Data for processing –

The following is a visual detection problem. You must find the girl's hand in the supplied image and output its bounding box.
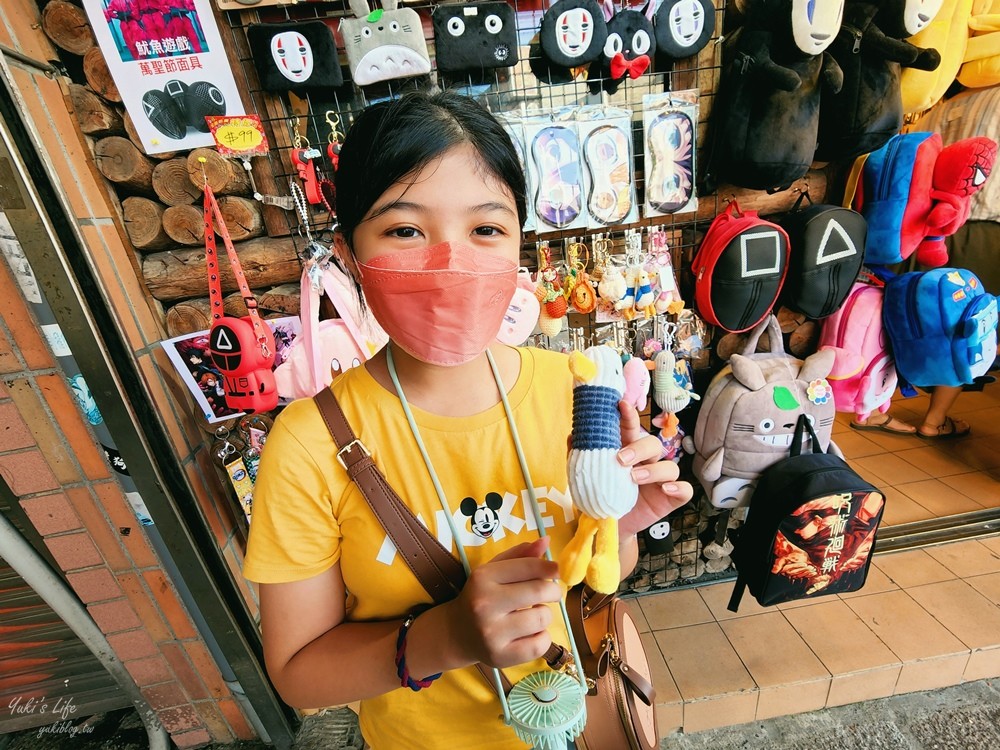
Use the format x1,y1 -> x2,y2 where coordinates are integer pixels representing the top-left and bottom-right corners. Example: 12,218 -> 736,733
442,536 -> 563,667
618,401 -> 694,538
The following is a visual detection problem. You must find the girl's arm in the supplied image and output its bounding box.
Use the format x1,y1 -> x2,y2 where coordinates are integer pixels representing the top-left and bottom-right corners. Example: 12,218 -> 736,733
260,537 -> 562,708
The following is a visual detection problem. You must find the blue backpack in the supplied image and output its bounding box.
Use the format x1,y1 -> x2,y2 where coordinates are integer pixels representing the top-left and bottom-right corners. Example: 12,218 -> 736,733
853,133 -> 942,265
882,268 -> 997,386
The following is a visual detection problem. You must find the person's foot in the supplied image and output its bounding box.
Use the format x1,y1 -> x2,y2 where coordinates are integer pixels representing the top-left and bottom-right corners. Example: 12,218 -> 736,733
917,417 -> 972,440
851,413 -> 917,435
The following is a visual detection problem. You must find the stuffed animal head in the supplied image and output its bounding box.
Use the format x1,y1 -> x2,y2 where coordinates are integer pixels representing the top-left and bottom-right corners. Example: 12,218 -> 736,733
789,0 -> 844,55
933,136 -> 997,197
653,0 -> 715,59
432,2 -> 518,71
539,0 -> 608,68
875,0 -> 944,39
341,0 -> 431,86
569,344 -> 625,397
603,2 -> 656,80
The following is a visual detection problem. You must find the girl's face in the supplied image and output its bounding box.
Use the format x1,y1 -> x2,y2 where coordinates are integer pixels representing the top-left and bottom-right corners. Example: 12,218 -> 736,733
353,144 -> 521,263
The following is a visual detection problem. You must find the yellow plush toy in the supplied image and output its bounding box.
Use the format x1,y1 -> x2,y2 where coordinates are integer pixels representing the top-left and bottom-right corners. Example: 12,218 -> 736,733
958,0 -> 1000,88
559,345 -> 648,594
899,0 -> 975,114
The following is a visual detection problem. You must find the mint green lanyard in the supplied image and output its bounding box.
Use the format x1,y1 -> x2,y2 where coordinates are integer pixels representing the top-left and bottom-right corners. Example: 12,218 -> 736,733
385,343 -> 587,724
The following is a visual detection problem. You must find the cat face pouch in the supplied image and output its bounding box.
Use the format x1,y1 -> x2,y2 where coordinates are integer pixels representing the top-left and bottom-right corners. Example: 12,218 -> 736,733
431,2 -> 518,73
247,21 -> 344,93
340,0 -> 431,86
---
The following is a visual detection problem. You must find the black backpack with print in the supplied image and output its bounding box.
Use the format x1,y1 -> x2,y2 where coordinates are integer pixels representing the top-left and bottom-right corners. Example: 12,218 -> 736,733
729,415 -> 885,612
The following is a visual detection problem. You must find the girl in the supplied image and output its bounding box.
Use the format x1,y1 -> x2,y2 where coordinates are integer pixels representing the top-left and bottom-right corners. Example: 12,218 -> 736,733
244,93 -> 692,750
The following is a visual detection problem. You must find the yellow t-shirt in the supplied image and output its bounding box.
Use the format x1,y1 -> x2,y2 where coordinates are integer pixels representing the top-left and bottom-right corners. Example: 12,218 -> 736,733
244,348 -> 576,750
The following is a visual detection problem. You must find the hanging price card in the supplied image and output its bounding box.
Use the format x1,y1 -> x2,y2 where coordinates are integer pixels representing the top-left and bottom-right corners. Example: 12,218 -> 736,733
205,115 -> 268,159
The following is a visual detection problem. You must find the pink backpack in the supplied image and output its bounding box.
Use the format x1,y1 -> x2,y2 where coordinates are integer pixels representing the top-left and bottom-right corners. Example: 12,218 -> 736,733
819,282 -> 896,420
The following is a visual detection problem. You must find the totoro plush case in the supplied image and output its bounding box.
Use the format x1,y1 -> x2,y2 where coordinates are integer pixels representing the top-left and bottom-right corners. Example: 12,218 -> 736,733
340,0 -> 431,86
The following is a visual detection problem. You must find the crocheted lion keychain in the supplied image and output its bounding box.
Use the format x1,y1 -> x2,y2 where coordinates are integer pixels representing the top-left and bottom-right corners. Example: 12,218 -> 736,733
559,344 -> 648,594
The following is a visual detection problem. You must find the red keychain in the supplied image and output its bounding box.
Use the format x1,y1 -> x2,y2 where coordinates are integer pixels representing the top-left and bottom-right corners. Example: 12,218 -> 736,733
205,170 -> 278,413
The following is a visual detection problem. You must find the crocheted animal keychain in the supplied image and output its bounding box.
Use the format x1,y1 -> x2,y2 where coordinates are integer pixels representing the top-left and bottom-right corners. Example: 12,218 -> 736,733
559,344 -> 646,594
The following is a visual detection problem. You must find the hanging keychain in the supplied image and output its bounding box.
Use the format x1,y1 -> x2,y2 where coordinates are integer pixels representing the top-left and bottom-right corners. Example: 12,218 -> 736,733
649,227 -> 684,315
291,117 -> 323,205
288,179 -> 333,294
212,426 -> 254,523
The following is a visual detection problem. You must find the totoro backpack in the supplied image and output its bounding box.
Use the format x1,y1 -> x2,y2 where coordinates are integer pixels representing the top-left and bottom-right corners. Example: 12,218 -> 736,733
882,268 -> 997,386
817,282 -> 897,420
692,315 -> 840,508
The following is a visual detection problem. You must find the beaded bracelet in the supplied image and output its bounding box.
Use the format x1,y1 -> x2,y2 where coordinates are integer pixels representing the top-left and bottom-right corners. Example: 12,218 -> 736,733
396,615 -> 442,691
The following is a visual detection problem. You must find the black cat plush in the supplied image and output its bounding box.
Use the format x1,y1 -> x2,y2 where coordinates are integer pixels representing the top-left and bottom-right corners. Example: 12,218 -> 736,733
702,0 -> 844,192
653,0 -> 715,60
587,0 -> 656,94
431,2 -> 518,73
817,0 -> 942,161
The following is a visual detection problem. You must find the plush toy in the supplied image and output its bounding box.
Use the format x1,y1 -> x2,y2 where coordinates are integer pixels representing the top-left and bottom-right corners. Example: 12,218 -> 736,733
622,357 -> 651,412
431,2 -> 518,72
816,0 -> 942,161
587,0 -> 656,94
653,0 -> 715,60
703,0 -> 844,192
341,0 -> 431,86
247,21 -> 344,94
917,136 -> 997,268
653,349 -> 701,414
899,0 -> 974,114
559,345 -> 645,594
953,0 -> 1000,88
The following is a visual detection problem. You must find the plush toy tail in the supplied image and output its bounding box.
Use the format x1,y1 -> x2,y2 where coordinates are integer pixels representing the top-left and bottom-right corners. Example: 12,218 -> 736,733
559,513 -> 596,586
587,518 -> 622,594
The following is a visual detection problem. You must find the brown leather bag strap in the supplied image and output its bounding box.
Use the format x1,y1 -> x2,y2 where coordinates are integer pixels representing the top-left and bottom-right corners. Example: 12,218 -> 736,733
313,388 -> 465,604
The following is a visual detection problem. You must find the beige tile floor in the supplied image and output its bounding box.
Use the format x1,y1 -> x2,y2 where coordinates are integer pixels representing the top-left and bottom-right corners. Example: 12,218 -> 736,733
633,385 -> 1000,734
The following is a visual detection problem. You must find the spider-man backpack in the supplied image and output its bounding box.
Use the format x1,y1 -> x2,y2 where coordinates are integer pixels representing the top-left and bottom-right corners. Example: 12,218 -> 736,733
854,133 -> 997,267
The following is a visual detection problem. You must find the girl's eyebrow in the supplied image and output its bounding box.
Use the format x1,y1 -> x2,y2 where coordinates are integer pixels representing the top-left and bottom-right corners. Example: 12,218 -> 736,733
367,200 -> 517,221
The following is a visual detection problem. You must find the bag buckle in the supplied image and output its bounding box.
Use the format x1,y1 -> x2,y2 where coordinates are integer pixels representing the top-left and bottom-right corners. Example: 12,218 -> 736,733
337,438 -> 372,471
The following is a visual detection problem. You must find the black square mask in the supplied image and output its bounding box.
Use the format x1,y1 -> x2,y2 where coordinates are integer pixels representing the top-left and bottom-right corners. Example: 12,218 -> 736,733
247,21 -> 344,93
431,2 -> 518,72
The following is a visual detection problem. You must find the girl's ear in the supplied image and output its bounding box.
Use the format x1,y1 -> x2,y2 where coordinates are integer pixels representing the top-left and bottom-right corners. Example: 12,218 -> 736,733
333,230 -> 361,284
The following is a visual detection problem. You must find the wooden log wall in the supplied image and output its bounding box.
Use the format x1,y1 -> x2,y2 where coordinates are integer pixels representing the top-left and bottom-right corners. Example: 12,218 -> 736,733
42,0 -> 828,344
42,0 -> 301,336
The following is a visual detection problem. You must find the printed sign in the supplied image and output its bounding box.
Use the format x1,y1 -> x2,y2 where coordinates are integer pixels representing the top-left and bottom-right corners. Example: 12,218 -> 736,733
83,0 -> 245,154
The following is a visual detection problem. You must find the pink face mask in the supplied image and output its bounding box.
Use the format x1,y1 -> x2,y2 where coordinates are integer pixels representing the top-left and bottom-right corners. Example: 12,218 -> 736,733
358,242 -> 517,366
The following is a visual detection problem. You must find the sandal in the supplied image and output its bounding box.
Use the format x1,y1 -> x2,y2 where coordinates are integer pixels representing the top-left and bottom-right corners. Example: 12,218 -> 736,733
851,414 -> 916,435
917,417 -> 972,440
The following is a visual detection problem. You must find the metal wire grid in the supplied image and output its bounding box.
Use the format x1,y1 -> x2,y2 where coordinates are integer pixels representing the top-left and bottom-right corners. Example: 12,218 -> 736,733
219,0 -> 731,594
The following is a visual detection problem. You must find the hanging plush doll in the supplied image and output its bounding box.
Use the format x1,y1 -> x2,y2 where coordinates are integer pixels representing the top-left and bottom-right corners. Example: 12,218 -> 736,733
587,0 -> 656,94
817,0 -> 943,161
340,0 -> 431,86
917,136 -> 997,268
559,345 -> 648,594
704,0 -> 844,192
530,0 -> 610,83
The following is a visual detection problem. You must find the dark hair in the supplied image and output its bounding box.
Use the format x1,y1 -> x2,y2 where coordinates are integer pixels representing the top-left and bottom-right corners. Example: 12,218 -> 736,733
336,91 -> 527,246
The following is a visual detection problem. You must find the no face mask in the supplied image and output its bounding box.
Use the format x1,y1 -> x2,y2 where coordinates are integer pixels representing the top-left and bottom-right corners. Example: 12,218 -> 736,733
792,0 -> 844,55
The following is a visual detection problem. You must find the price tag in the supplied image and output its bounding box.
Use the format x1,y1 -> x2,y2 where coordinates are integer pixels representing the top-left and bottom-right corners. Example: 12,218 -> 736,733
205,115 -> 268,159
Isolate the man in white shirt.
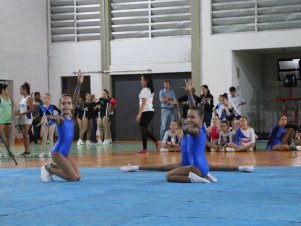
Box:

The request –
Swap "plush toy" for "stuffed toy" in the part of the listing that opens with the line containing "the plush toy in" and closes with the line containing "367,200 -> 517,221". Return only those lines, with nothing else altered.

Task result –
The following is a visual detection problem. You must find the stuffed toy in the supplied image and output its bounding box.
Use the format x1,y1 -> x2,y2 where coordinates are integer pixels representing the top-left and bottom-right corners. Example: 12,218 -> 736,733
622,357 -> 651,412
431,2 -> 518,72
816,0 -> 942,161
587,0 -> 656,94
653,0 -> 715,60
703,0 -> 844,192
341,0 -> 431,86
247,21 -> 344,94
917,136 -> 997,268
653,349 -> 701,414
899,0 -> 974,114
559,345 -> 645,594
953,0 -> 1000,88
The following is a visual detection problem. You must find the stuffed toy tail in the supplied image and output its bounding box.
Use the format x1,y1 -> x2,y2 where coordinates are integer pixels representing the top-left and bottom-right corners. Example: 12,218 -> 736,733
559,513 -> 596,586
587,518 -> 622,594
The following is a visual detection problem. You must find the brown leather bag strap in the supplied image and output its bounding box.
Use the format x1,y1 -> x2,y2 where coordinates are integer pixels representing the top-left and bottom-right corners. Example: 12,218 -> 736,733
313,388 -> 465,604
The following is a visual detection problem. You must find the beige tile floor in the supplied image and output its bounding box.
Use the format x1,y1 -> x2,y2 where coordinates are integer pixels representing the top-left and bottom-right corners. Example: 12,218 -> 736,733
633,385 -> 1000,734
The following is a visual detection problem. You must find the spider-man backpack in the supplied image and output its bounding box.
Use the format x1,y1 -> x2,y2 where coordinates are integer pixels representing the top-left and bottom-right corners. Example: 12,218 -> 736,733
854,133 -> 997,267
The following is a visual detection problem. You must find the girl's eyebrow in the supplied image and output its bounding box.
Use the format x1,y1 -> x2,y2 where coordinates are integer pixels representing the top-left and bottom-right corners. Example: 12,218 -> 736,733
367,200 -> 517,221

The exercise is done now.